**Task instructions**
Quote the material below word for word, from its first line through the line that contains "column 244, row 33", and leave out the pictures.

Items from a data source:
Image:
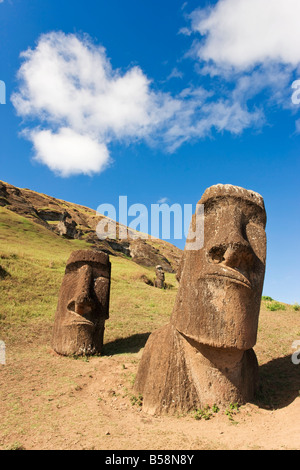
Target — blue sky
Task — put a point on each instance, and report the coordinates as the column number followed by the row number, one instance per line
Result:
column 157, row 100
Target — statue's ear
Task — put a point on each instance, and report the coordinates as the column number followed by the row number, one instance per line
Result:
column 180, row 267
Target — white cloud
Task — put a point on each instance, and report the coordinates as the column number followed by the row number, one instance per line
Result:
column 67, row 152
column 74, row 105
column 68, row 84
column 244, row 33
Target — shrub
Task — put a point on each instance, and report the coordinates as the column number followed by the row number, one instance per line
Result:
column 274, row 306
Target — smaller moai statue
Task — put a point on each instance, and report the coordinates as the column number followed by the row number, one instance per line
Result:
column 67, row 227
column 83, row 305
column 160, row 278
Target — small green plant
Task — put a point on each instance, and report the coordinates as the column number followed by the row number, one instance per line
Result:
column 231, row 411
column 274, row 306
column 206, row 413
column 136, row 400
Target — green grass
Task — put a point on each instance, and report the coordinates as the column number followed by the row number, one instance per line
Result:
column 33, row 260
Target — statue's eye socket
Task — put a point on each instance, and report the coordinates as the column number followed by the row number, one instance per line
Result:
column 216, row 254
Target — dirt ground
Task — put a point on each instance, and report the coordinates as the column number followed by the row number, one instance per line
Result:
column 52, row 402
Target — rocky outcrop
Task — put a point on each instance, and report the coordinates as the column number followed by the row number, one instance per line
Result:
column 75, row 221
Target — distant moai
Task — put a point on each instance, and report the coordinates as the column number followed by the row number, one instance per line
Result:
column 160, row 278
column 204, row 356
column 66, row 226
column 83, row 305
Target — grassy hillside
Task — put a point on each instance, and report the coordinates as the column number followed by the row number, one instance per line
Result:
column 51, row 402
column 33, row 261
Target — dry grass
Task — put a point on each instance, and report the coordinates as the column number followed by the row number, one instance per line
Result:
column 49, row 402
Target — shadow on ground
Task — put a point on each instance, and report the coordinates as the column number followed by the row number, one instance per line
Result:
column 132, row 344
column 279, row 379
column 279, row 383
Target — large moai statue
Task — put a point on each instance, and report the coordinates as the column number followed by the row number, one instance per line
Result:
column 83, row 304
column 204, row 356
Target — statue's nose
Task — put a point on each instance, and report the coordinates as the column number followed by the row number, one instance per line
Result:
column 82, row 302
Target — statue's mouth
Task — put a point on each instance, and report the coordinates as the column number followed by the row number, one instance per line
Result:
column 77, row 315
column 232, row 275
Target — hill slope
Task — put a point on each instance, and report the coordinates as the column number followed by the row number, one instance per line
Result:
column 53, row 402
column 78, row 222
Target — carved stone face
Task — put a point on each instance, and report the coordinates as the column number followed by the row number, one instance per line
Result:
column 221, row 284
column 83, row 304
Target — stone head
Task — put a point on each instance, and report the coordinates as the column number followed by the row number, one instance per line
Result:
column 221, row 284
column 83, row 304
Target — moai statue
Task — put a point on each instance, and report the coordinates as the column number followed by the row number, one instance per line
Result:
column 160, row 278
column 67, row 227
column 83, row 304
column 204, row 356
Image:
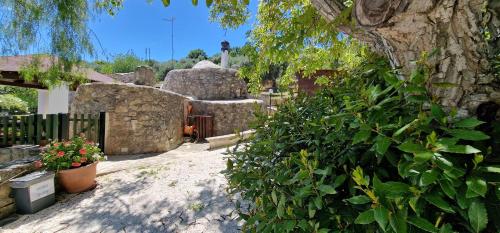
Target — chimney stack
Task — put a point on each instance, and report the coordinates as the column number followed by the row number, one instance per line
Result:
column 224, row 54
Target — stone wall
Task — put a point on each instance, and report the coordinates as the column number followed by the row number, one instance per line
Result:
column 206, row 83
column 139, row 119
column 143, row 75
column 229, row 115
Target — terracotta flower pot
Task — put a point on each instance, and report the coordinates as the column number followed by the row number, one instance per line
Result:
column 78, row 179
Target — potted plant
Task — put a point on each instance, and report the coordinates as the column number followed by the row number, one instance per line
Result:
column 74, row 161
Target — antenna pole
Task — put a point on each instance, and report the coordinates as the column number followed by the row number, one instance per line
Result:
column 171, row 20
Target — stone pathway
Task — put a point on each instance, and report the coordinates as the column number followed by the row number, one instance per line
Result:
column 178, row 191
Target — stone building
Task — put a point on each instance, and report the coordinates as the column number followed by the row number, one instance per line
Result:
column 143, row 75
column 216, row 91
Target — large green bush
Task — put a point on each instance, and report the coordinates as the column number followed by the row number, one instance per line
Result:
column 370, row 154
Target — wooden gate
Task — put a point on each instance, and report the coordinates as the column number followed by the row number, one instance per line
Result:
column 38, row 129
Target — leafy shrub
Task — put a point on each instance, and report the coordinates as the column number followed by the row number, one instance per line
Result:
column 74, row 153
column 372, row 154
column 12, row 104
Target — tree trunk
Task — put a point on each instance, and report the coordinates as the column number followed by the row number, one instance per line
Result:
column 403, row 29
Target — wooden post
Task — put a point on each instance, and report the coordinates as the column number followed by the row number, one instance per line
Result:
column 22, row 130
column 48, row 127
column 63, row 126
column 75, row 124
column 39, row 125
column 14, row 130
column 5, row 130
column 102, row 130
column 31, row 129
column 55, row 127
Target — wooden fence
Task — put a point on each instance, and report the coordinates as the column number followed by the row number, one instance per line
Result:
column 41, row 129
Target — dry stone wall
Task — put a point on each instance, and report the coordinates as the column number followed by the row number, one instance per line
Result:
column 207, row 83
column 139, row 119
column 229, row 115
column 143, row 75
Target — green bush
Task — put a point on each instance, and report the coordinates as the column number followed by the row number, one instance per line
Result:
column 13, row 105
column 370, row 154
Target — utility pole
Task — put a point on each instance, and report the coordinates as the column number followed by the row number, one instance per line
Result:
column 171, row 20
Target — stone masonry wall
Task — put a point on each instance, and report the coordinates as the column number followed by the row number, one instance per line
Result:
column 143, row 75
column 229, row 115
column 206, row 83
column 139, row 119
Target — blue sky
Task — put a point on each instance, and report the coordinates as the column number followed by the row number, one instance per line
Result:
column 139, row 25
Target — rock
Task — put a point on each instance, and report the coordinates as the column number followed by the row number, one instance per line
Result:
column 129, row 129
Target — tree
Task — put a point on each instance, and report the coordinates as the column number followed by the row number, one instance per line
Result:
column 197, row 54
column 464, row 32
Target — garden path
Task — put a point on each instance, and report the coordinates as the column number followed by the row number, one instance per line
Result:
column 178, row 191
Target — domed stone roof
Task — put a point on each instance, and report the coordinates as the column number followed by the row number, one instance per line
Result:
column 206, row 81
column 205, row 64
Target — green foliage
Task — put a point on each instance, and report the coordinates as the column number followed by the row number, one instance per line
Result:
column 74, row 153
column 229, row 14
column 12, row 104
column 371, row 153
column 122, row 63
column 55, row 74
column 197, row 54
column 28, row 95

**Exercise solution**
Image:
Target — blue sky
Task — put a point on each instance, and report the coordinates as the column number followed by the row number, one instance per line
Result:
column 157, row 100
Target — statue's ear
Task — put a point on each instance, and report the coordinates as the column number followed by the row number, one instance per line
Result:
column 180, row 267
Target — white cloud
Task — put a point on each instance, and report the coordinates as the column number followed by the row number, one instance per line
Result:
column 67, row 152
column 74, row 105
column 68, row 84
column 244, row 33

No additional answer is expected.